╔══

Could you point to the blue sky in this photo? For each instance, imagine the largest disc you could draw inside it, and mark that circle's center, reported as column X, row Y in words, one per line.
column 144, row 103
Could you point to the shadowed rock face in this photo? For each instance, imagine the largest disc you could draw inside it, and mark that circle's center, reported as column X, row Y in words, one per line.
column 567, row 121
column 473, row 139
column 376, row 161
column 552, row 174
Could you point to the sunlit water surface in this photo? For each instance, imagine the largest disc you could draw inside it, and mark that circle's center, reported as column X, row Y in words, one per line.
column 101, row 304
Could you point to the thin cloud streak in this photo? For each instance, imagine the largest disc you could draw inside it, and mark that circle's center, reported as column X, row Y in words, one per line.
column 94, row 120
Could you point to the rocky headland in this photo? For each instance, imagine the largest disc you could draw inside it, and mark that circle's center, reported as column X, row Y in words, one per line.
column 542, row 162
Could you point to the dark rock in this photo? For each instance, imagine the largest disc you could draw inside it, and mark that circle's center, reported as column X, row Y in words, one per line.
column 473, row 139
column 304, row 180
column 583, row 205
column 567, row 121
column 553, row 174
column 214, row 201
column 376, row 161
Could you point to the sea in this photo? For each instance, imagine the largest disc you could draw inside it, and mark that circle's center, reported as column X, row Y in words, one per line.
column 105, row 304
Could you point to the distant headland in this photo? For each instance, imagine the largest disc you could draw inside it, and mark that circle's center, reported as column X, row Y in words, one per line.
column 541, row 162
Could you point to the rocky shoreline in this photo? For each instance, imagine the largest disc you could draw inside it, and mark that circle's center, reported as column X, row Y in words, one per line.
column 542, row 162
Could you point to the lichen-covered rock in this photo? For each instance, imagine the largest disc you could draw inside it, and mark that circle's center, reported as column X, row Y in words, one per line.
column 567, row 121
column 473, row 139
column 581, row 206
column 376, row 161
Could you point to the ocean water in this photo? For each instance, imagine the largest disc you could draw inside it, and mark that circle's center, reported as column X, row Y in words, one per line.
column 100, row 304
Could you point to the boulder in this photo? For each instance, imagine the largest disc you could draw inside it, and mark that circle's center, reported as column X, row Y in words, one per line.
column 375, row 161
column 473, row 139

╚══

WORK REQUIRED
Return each line of the data exactly as written above.

ANSWER SECTION
Could you point to the blue sky in this photo? For each instance, imagine the largest disc you could draw inside it, and mark that circle's center, reported as column X, row Y in words, one per line.
column 144, row 103
Could you point to the shadowed rock face in this photo? For each instance, imagine the largest disc you could draw inside it, and mark that circle's center, reported as column X, row Y in words, one per line.
column 567, row 121
column 473, row 139
column 376, row 161
column 552, row 174
Could you point to the sunlit water surface in this photo? For each instance, imagine the largest disc you could draw inside it, and mark that circle's center, reported as column X, row Y in words, one per line.
column 101, row 304
Could you point to the thin cloud streak in this photo? For each instance, imagine the largest disc you could draw inside it, and mark that circle's center, reported as column X, row Y in words, one per line.
column 94, row 120
Could you point to the rocky headland in this photo? For each instance, imagine the largest disc you could draw inside it, and mark that circle's center, reported as column X, row Y in words, one per line.
column 542, row 162
Could you point to the dark rock in this photo? For each instance, imagine the largest disc you could draw inside it, and mark that circle's center, reported as column X, row Y in words, one per line.
column 473, row 139
column 304, row 180
column 583, row 205
column 567, row 121
column 553, row 174
column 214, row 201
column 376, row 161
Could you point to the sea in this photo? For each instance, imagine the largest disc you could draw inside it, and mark that circle's center, reported as column X, row Y in words, one per line.
column 105, row 304
Could you point to the distant headland in this photo? For each instance, imagine the largest disc you could draw inside it, and mark that circle's center, reported as column X, row Y in words, one per line.
column 541, row 162
Could you point to the rocky shoreline in this photo? For each instance, imagine the largest disc you could draw inside it, and mark that circle's center, reported as column X, row Y in words, one per line.
column 542, row 162
Could you point to the lichen-covered rock in this photo? For each instance, imagine the largest disc you could draw inside it, and mark that circle's center, reported as column X, row Y in words, one per line.
column 567, row 121
column 473, row 139
column 581, row 206
column 376, row 161
Could you point to the ocean water in this photo? For each instance, imagine the largest disc you could draw inside it, and mark that circle's center, reported as column X, row Y in words, one per line.
column 100, row 304
Could you point to the boulder in this photo? For each instance, imagine the largest disc you could draw inside it, and mark that circle's center, reported as column X, row Y in words, one per line.
column 375, row 161
column 473, row 139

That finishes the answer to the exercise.